— START DATA SHOWN —

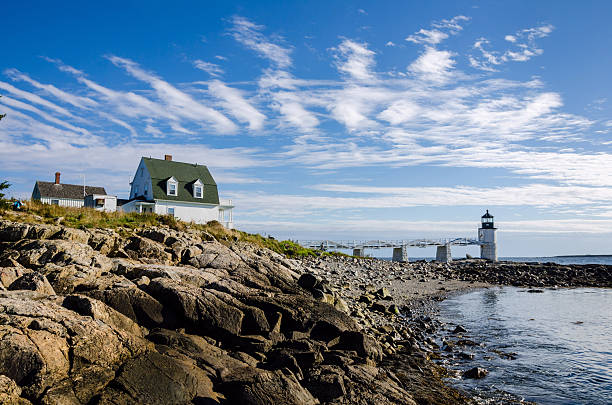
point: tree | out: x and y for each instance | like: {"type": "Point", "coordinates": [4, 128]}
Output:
{"type": "Point", "coordinates": [3, 186]}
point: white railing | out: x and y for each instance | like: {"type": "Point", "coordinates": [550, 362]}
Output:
{"type": "Point", "coordinates": [381, 244]}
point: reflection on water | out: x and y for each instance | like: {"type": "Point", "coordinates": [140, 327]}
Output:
{"type": "Point", "coordinates": [561, 339]}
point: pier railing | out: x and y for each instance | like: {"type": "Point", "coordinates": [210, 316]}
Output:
{"type": "Point", "coordinates": [382, 244]}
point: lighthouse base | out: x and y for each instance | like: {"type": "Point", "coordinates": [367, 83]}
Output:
{"type": "Point", "coordinates": [488, 251]}
{"type": "Point", "coordinates": [400, 255]}
{"type": "Point", "coordinates": [443, 254]}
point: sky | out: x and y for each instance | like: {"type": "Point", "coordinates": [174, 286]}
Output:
{"type": "Point", "coordinates": [329, 119]}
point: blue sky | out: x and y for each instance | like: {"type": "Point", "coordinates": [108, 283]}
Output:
{"type": "Point", "coordinates": [329, 119]}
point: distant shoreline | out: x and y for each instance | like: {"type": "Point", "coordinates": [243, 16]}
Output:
{"type": "Point", "coordinates": [583, 256]}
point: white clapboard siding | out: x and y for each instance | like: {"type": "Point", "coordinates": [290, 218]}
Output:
{"type": "Point", "coordinates": [64, 202]}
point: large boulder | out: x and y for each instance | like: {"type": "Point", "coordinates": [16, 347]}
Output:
{"type": "Point", "coordinates": [34, 282]}
{"type": "Point", "coordinates": [153, 378]}
{"type": "Point", "coordinates": [45, 347]}
{"type": "Point", "coordinates": [10, 274]}
{"type": "Point", "coordinates": [251, 386]}
{"type": "Point", "coordinates": [216, 256]}
{"type": "Point", "coordinates": [134, 303]}
{"type": "Point", "coordinates": [10, 392]}
{"type": "Point", "coordinates": [139, 248]}
{"type": "Point", "coordinates": [38, 253]}
{"type": "Point", "coordinates": [198, 308]}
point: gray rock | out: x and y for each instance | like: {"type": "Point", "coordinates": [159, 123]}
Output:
{"type": "Point", "coordinates": [33, 282]}
{"type": "Point", "coordinates": [475, 373]}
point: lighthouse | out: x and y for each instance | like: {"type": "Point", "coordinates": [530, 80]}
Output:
{"type": "Point", "coordinates": [486, 236]}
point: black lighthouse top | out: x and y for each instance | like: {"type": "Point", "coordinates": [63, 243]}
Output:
{"type": "Point", "coordinates": [487, 221]}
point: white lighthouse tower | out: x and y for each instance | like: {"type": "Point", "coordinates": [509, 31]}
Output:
{"type": "Point", "coordinates": [486, 235]}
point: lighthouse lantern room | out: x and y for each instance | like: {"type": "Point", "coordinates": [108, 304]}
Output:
{"type": "Point", "coordinates": [486, 236]}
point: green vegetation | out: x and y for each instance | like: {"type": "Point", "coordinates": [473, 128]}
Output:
{"type": "Point", "coordinates": [36, 212]}
{"type": "Point", "coordinates": [4, 204]}
{"type": "Point", "coordinates": [2, 115]}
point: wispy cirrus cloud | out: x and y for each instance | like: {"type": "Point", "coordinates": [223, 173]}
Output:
{"type": "Point", "coordinates": [440, 30]}
{"type": "Point", "coordinates": [355, 117]}
{"type": "Point", "coordinates": [77, 101]}
{"type": "Point", "coordinates": [250, 35]}
{"type": "Point", "coordinates": [234, 102]}
{"type": "Point", "coordinates": [178, 102]}
{"type": "Point", "coordinates": [355, 60]}
{"type": "Point", "coordinates": [211, 68]}
{"type": "Point", "coordinates": [524, 47]}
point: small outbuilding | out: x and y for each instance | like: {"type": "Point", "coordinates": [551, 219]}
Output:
{"type": "Point", "coordinates": [101, 202]}
{"type": "Point", "coordinates": [66, 195]}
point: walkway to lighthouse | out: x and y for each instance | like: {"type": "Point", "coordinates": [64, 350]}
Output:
{"type": "Point", "coordinates": [443, 251]}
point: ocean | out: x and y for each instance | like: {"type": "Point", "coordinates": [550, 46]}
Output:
{"type": "Point", "coordinates": [587, 259]}
{"type": "Point", "coordinates": [559, 341]}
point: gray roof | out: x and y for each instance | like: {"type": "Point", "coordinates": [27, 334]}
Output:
{"type": "Point", "coordinates": [186, 174]}
{"type": "Point", "coordinates": [73, 191]}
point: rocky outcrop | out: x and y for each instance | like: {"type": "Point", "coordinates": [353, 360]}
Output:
{"type": "Point", "coordinates": [158, 316]}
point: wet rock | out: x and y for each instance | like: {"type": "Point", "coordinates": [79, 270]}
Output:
{"type": "Point", "coordinates": [475, 373]}
{"type": "Point", "coordinates": [326, 383]}
{"type": "Point", "coordinates": [361, 343]}
{"type": "Point", "coordinates": [251, 386]}
{"type": "Point", "coordinates": [153, 378]}
{"type": "Point", "coordinates": [308, 281]}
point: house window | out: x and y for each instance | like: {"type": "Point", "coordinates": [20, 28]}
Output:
{"type": "Point", "coordinates": [171, 188]}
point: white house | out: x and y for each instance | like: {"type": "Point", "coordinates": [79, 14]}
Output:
{"type": "Point", "coordinates": [101, 202]}
{"type": "Point", "coordinates": [67, 195]}
{"type": "Point", "coordinates": [184, 190]}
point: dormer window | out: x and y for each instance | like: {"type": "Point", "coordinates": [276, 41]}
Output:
{"type": "Point", "coordinates": [171, 186]}
{"type": "Point", "coordinates": [198, 189]}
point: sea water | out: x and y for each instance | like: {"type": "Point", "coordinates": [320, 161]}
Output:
{"type": "Point", "coordinates": [560, 339]}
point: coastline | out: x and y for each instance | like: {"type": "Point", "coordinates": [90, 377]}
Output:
{"type": "Point", "coordinates": [415, 288]}
{"type": "Point", "coordinates": [160, 315]}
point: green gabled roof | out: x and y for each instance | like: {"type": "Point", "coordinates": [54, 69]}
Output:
{"type": "Point", "coordinates": [186, 174]}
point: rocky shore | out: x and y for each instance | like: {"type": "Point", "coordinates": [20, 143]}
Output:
{"type": "Point", "coordinates": [160, 316]}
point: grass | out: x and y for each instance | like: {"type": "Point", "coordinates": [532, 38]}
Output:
{"type": "Point", "coordinates": [36, 212]}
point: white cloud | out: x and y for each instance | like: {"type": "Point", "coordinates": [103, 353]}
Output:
{"type": "Point", "coordinates": [178, 102]}
{"type": "Point", "coordinates": [400, 112]}
{"type": "Point", "coordinates": [234, 102]}
{"type": "Point", "coordinates": [77, 101]}
{"type": "Point", "coordinates": [27, 107]}
{"type": "Point", "coordinates": [249, 34]}
{"type": "Point", "coordinates": [210, 68]}
{"type": "Point", "coordinates": [524, 49]}
{"type": "Point", "coordinates": [355, 60]}
{"type": "Point", "coordinates": [33, 98]}
{"type": "Point", "coordinates": [433, 65]}
{"type": "Point", "coordinates": [441, 31]}
{"type": "Point", "coordinates": [430, 37]}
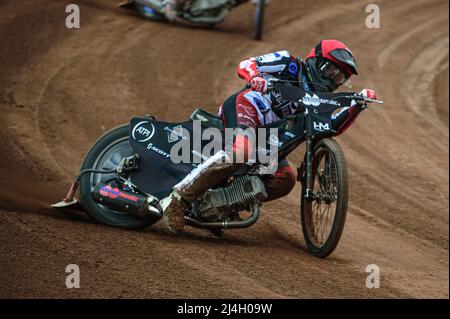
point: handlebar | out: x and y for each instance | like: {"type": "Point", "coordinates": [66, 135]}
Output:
{"type": "Point", "coordinates": [271, 85]}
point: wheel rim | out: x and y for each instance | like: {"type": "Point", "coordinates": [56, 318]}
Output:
{"type": "Point", "coordinates": [109, 159]}
{"type": "Point", "coordinates": [321, 212]}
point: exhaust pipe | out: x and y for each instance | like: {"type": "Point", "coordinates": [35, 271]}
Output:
{"type": "Point", "coordinates": [137, 205]}
{"type": "Point", "coordinates": [225, 224]}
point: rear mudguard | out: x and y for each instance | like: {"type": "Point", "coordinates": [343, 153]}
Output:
{"type": "Point", "coordinates": [153, 141]}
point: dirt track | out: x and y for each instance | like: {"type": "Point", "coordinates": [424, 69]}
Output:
{"type": "Point", "coordinates": [60, 89]}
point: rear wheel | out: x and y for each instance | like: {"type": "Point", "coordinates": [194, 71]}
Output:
{"type": "Point", "coordinates": [106, 154]}
{"type": "Point", "coordinates": [323, 218]}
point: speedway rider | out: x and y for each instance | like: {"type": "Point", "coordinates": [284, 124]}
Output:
{"type": "Point", "coordinates": [329, 65]}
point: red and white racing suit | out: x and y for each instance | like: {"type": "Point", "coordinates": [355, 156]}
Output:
{"type": "Point", "coordinates": [252, 109]}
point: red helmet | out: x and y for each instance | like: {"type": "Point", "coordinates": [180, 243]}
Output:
{"type": "Point", "coordinates": [330, 64]}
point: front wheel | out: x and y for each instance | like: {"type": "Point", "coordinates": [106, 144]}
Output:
{"type": "Point", "coordinates": [106, 154]}
{"type": "Point", "coordinates": [323, 217]}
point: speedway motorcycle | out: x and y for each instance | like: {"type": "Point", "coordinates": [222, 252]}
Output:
{"type": "Point", "coordinates": [200, 12]}
{"type": "Point", "coordinates": [128, 171]}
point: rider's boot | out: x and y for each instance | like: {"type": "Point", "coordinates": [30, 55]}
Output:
{"type": "Point", "coordinates": [196, 183]}
{"type": "Point", "coordinates": [173, 217]}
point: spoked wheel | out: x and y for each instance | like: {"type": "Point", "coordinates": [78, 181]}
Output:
{"type": "Point", "coordinates": [260, 6]}
{"type": "Point", "coordinates": [323, 217]}
{"type": "Point", "coordinates": [106, 154]}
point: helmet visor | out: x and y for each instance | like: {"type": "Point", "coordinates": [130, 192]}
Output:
{"type": "Point", "coordinates": [329, 71]}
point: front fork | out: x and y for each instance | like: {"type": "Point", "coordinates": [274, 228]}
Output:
{"type": "Point", "coordinates": [305, 170]}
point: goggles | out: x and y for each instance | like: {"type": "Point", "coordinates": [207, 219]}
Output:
{"type": "Point", "coordinates": [329, 71]}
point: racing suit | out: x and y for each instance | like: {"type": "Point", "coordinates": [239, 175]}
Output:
{"type": "Point", "coordinates": [249, 108]}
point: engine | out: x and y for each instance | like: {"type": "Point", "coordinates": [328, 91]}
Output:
{"type": "Point", "coordinates": [221, 203]}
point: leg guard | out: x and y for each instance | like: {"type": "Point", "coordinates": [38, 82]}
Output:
{"type": "Point", "coordinates": [206, 175]}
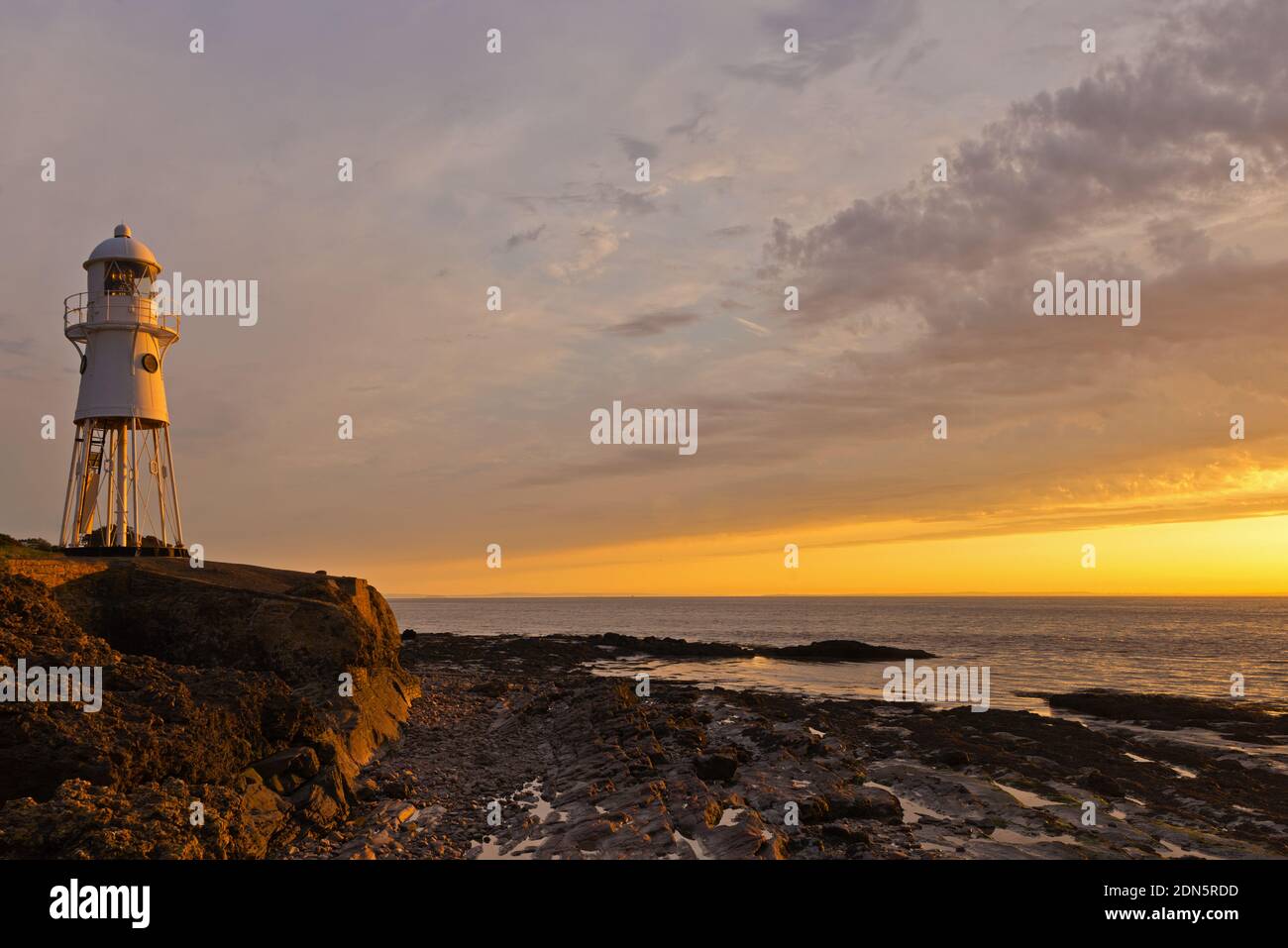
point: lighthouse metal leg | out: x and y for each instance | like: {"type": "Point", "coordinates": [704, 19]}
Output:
{"type": "Point", "coordinates": [71, 484]}
{"type": "Point", "coordinates": [110, 505]}
{"type": "Point", "coordinates": [121, 472]}
{"type": "Point", "coordinates": [174, 487]}
{"type": "Point", "coordinates": [160, 479]}
{"type": "Point", "coordinates": [134, 480]}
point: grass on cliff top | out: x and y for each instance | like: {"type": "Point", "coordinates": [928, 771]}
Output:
{"type": "Point", "coordinates": [26, 549]}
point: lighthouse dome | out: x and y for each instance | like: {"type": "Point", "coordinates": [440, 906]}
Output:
{"type": "Point", "coordinates": [124, 247]}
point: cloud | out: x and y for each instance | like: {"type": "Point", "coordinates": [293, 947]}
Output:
{"type": "Point", "coordinates": [636, 147]}
{"type": "Point", "coordinates": [652, 324]}
{"type": "Point", "coordinates": [522, 237]}
{"type": "Point", "coordinates": [596, 245]}
{"type": "Point", "coordinates": [1125, 143]}
{"type": "Point", "coordinates": [832, 35]}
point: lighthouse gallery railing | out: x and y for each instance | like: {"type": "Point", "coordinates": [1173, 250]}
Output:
{"type": "Point", "coordinates": [133, 311]}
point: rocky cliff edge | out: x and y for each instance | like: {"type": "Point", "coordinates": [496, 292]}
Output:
{"type": "Point", "coordinates": [239, 704]}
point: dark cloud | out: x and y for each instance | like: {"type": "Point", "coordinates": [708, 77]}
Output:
{"type": "Point", "coordinates": [636, 147]}
{"type": "Point", "coordinates": [522, 237]}
{"type": "Point", "coordinates": [652, 324]}
{"type": "Point", "coordinates": [832, 35]}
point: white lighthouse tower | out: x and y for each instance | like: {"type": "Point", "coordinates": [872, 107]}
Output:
{"type": "Point", "coordinates": [121, 492]}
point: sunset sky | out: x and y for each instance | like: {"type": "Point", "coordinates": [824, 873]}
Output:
{"type": "Point", "coordinates": [814, 170]}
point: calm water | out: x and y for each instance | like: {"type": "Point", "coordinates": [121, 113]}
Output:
{"type": "Point", "coordinates": [1183, 646]}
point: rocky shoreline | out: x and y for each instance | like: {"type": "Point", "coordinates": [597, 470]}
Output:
{"type": "Point", "coordinates": [226, 687]}
{"type": "Point", "coordinates": [240, 704]}
{"type": "Point", "coordinates": [583, 767]}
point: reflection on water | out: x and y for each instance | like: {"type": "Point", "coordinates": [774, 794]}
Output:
{"type": "Point", "coordinates": [1142, 644]}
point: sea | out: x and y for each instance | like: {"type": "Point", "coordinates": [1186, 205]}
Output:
{"type": "Point", "coordinates": [1030, 644]}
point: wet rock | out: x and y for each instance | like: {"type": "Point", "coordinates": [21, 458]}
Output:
{"type": "Point", "coordinates": [719, 766]}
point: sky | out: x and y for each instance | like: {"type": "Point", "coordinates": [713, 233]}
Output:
{"type": "Point", "coordinates": [768, 170]}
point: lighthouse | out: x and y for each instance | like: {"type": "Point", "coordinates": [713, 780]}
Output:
{"type": "Point", "coordinates": [123, 497]}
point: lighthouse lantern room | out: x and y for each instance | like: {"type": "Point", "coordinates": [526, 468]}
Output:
{"type": "Point", "coordinates": [123, 497]}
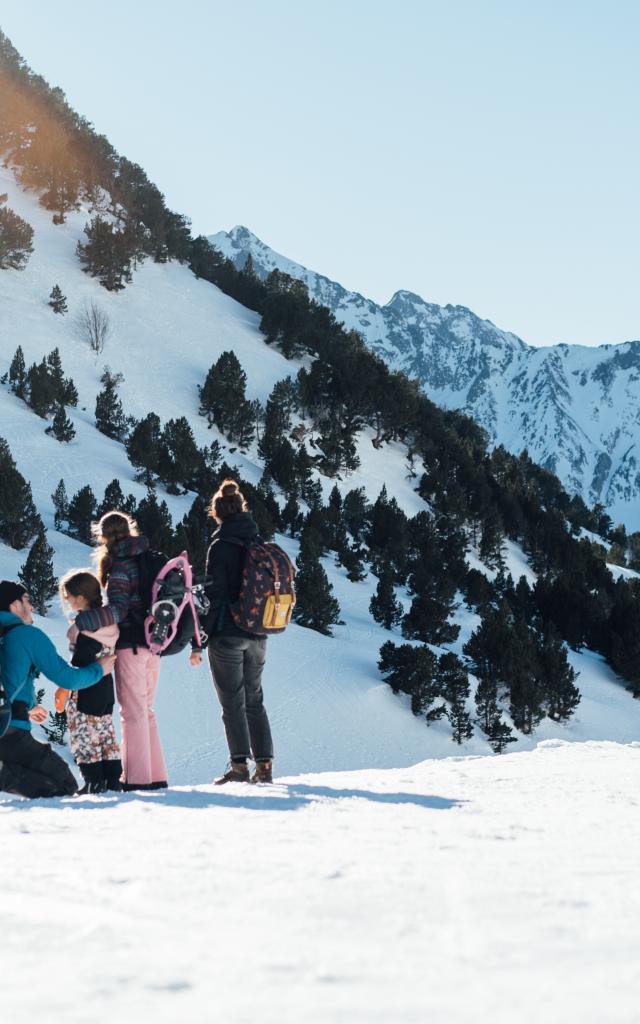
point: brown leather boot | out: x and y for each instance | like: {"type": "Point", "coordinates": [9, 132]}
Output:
{"type": "Point", "coordinates": [237, 772]}
{"type": "Point", "coordinates": [263, 772]}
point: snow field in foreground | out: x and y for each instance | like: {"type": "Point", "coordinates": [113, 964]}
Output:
{"type": "Point", "coordinates": [471, 889]}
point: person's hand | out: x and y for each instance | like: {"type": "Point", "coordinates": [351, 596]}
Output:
{"type": "Point", "coordinates": [108, 662]}
{"type": "Point", "coordinates": [59, 698]}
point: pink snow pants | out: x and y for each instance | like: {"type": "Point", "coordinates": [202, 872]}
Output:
{"type": "Point", "coordinates": [136, 679]}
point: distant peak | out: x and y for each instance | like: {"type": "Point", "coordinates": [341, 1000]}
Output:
{"type": "Point", "coordinates": [243, 238]}
{"type": "Point", "coordinates": [403, 298]}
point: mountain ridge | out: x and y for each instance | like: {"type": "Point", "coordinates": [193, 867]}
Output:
{"type": "Point", "coordinates": [573, 408]}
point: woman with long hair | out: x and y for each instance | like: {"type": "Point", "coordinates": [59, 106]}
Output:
{"type": "Point", "coordinates": [237, 657]}
{"type": "Point", "coordinates": [137, 670]}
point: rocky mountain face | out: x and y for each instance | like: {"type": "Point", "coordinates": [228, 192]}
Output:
{"type": "Point", "coordinates": [574, 409]}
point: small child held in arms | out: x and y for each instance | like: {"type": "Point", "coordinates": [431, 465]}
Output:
{"type": "Point", "coordinates": [90, 712]}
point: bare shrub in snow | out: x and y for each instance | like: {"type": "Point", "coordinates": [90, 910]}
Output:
{"type": "Point", "coordinates": [93, 326]}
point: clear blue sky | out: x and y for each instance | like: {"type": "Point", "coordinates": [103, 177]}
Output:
{"type": "Point", "coordinates": [476, 152]}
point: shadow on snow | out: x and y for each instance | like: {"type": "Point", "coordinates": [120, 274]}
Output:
{"type": "Point", "coordinates": [281, 797]}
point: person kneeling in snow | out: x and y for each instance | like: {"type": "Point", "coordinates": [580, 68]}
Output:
{"type": "Point", "coordinates": [28, 767]}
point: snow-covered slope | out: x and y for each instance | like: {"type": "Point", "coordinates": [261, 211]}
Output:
{"type": "Point", "coordinates": [576, 409]}
{"type": "Point", "coordinates": [464, 890]}
{"type": "Point", "coordinates": [329, 708]}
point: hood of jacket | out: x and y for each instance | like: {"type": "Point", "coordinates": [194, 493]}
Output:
{"type": "Point", "coordinates": [130, 547]}
{"type": "Point", "coordinates": [8, 619]}
{"type": "Point", "coordinates": [241, 526]}
{"type": "Point", "coordinates": [104, 635]}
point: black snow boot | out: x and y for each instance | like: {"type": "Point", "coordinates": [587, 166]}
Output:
{"type": "Point", "coordinates": [93, 776]}
{"type": "Point", "coordinates": [263, 772]}
{"type": "Point", "coordinates": [237, 772]}
{"type": "Point", "coordinates": [112, 771]}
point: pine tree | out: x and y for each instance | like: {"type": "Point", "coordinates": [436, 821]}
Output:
{"type": "Point", "coordinates": [280, 407]}
{"type": "Point", "coordinates": [57, 301]}
{"type": "Point", "coordinates": [208, 474]}
{"type": "Point", "coordinates": [61, 427]}
{"type": "Point", "coordinates": [143, 445]}
{"type": "Point", "coordinates": [64, 388]}
{"type": "Point", "coordinates": [60, 505]}
{"type": "Point", "coordinates": [350, 557]}
{"type": "Point", "coordinates": [383, 606]}
{"type": "Point", "coordinates": [41, 389]}
{"type": "Point", "coordinates": [81, 514]}
{"type": "Point", "coordinates": [356, 512]}
{"type": "Point", "coordinates": [115, 501]}
{"type": "Point", "coordinates": [110, 416]}
{"type": "Point", "coordinates": [179, 458]}
{"type": "Point", "coordinates": [497, 731]}
{"type": "Point", "coordinates": [427, 619]}
{"type": "Point", "coordinates": [222, 391]}
{"type": "Point", "coordinates": [561, 696]}
{"type": "Point", "coordinates": [15, 240]}
{"type": "Point", "coordinates": [37, 573]}
{"type": "Point", "coordinates": [315, 607]}
{"type": "Point", "coordinates": [454, 682]}
{"type": "Point", "coordinates": [192, 535]}
{"type": "Point", "coordinates": [19, 521]}
{"type": "Point", "coordinates": [17, 374]}
{"type": "Point", "coordinates": [109, 253]}
{"type": "Point", "coordinates": [292, 517]}
{"type": "Point", "coordinates": [281, 465]}
{"type": "Point", "coordinates": [413, 671]}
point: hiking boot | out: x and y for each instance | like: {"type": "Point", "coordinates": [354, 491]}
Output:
{"type": "Point", "coordinates": [263, 772]}
{"type": "Point", "coordinates": [237, 772]}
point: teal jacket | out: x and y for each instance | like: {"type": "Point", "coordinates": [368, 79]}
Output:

— END DATA SHOWN —

» PROBLEM TO WORK ON: Copy out the lines from the line containing "point: hiking boot" to the end of the listing above, without alteration.

» ANSWER FOR THIS EXERCISE:
point: hiking boot | out: x and y for each instance | like: {"type": "Point", "coordinates": [354, 491]}
Output:
{"type": "Point", "coordinates": [263, 772]}
{"type": "Point", "coordinates": [237, 772]}
point: teal jacket | out: x and y for each instance | like: {"type": "Point", "coordinates": [368, 79]}
Output:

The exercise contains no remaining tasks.